### Exercise prompt
Pull every line with "pixel" from the entries below.

### Available data

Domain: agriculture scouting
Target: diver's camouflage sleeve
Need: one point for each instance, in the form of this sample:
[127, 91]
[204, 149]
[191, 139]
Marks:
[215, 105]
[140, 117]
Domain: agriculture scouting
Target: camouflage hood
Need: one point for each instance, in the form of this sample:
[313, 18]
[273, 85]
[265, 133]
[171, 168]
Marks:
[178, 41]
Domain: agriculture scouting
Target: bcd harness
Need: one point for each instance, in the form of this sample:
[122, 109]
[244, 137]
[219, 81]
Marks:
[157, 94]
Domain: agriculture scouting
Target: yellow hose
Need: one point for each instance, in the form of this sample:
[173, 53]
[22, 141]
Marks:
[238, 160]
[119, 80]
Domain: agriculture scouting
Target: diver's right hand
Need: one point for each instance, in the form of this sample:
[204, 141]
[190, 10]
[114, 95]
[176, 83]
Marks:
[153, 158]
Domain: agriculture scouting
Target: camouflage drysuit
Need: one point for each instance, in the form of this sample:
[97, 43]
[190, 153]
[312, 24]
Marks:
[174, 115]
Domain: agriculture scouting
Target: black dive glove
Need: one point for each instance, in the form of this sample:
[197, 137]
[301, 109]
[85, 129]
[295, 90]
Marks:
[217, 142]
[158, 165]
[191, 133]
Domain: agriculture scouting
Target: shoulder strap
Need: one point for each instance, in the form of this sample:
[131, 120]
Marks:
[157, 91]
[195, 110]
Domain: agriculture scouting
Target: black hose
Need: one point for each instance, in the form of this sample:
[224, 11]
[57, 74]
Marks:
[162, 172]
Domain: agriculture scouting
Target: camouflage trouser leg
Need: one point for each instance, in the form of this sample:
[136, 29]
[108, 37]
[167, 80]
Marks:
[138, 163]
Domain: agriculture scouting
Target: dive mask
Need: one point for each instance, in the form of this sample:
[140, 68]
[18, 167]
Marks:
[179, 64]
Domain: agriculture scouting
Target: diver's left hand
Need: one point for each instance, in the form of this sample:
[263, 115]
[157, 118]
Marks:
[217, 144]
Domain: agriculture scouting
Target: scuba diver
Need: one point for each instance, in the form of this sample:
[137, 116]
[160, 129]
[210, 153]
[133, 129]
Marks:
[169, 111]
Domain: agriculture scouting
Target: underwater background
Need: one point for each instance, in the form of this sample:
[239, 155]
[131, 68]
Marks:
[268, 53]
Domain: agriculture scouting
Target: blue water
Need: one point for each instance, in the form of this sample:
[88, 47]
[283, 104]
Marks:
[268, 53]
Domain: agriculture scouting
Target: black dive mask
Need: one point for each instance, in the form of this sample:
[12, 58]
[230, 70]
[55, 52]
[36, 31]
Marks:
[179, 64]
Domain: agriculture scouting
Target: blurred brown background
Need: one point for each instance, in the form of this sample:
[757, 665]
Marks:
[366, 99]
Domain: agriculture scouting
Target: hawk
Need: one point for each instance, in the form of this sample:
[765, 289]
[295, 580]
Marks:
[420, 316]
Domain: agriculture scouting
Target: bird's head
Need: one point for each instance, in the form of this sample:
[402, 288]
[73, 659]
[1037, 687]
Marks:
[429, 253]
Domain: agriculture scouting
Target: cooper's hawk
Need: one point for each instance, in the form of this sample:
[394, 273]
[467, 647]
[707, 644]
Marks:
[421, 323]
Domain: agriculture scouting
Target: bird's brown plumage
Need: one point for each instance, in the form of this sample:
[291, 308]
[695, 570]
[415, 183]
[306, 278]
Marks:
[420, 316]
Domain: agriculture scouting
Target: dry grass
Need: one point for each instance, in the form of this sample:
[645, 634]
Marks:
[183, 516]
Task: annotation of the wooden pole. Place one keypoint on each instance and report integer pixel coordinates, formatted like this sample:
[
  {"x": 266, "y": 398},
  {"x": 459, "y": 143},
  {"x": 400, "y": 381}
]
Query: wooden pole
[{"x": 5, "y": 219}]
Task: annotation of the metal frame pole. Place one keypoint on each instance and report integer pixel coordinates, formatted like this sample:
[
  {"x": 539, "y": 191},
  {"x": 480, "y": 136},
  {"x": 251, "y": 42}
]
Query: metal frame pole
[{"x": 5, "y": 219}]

### Answer box
Task: annotation of the wooden pole. Place one keypoint on each instance and report integer pixel coordinates, formatted like this sample:
Task: annotation of the metal frame pole. Place one keypoint on each instance and report integer pixel coordinates, formatted like this sample:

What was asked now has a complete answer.